** Material **
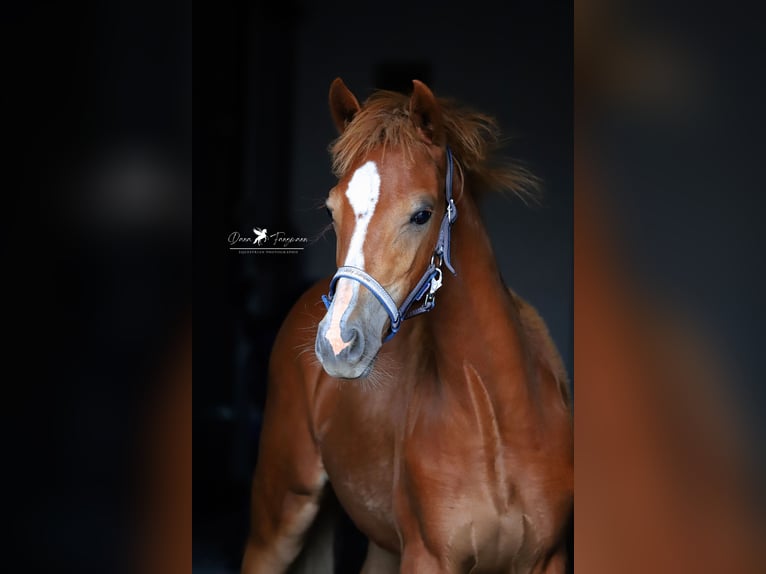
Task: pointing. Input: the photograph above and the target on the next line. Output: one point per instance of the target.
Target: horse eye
(421, 217)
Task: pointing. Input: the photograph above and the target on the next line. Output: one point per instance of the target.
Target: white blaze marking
(362, 193)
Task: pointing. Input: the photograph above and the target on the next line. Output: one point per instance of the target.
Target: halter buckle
(436, 282)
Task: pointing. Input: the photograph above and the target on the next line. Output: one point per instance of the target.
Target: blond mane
(384, 120)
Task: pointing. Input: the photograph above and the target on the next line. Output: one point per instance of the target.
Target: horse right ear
(343, 104)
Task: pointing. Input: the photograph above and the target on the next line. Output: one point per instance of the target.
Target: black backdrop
(260, 160)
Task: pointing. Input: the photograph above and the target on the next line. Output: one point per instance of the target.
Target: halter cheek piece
(429, 283)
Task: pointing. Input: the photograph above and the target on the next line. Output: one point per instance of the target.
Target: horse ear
(426, 113)
(343, 104)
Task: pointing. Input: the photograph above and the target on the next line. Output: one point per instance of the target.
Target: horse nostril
(356, 346)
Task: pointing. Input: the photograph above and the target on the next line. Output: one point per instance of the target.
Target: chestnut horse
(444, 428)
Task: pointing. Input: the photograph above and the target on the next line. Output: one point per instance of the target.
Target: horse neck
(475, 318)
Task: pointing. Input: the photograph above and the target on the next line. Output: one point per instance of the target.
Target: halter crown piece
(429, 283)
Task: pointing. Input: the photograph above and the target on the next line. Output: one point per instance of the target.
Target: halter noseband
(429, 283)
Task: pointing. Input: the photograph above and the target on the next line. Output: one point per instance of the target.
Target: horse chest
(437, 479)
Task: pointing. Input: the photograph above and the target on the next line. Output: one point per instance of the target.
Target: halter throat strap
(430, 281)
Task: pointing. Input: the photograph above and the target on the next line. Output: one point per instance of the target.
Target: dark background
(260, 160)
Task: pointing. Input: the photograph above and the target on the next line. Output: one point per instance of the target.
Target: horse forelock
(474, 138)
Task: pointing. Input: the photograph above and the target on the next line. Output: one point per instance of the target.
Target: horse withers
(414, 383)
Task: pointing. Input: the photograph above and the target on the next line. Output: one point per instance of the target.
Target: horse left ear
(426, 113)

** Required task **
Repeat the entries exactly and keep the pictures out of the copy.

** Exercise answer **
Task: pointing. Input: the photograph above and the target on the next line. Output: one point per instance of the target.
Target: horse eye
(421, 217)
Task: pointing. Input: the photograph above and the target on the next line. Output: one point per instance of the target.
Target: white blaze marking
(362, 193)
Task: pointing. Input: the photograph above and the target on the next line. Output: one point per instance of the target.
Target: halter buckle
(436, 282)
Task: pointing. Input: the photograph above and the target on the next line. Output: one point per instance of the target.
Target: blond mane
(384, 120)
Task: pointing. Input: the photograph above and the target on the next line. Output: one point per instance of the target.
Target: horse right ear
(343, 104)
Task: pointing. Input: the photograph above and the target on the next line. Output: one point per instance of the target.
Target: black backdrop
(260, 160)
Task: pointing. Input: the photograph above and the target on the next line. Output: one point per instance of the target.
Target: halter cheek piece
(429, 283)
Task: pointing. Input: the photograph above and the target on the next line. Output: one point per instance of the target.
Target: horse ear
(426, 113)
(343, 104)
Task: pointing. Input: the photograph above and the target on the next line. Output: one point per instance of the target.
Target: horse nostril
(356, 346)
Task: pointing. Input: the photograph above and the target on the next line. Output: one point per instance of the target.
Target: chestnut horse
(444, 428)
Task: pointing. Input: the photograph above and the target on the next line. Output: one point per instance of the target.
Target: horse neck
(475, 318)
Task: pointing. Input: the photograph above and the target on the next line. Output: one point per instance of the target.
Target: halter crown piece
(429, 283)
Task: pointing. Input: the photograph above and the target on the next line. Output: one point per instance of the target.
Target: halter noseband
(429, 283)
Task: pointing. Input: the photograph above and the target on the next line. Output: one point per instance of the target.
Target: horse chest
(437, 479)
Task: pointing. Input: the photograph above and the target on the next line. Output: one point per instance of the target.
Target: halter throat strap
(430, 281)
Task: pointing. Input: the photograph above and the target on the next line. Output: one point per instance of the target.
Target: dark background
(260, 160)
Task: pointing. Input: the photograph above and the target on the next line. Output: one point per instance of the target.
Target: horse forelock
(474, 138)
Task: pointing. Input: the photograph above and the target on the next line. Output: one point per instance of the target.
Target: horse withers
(414, 383)
Task: pointing. Input: the photograph above and the target on the next line. Output: one point per instance of the target.
Target: horse left ear
(426, 113)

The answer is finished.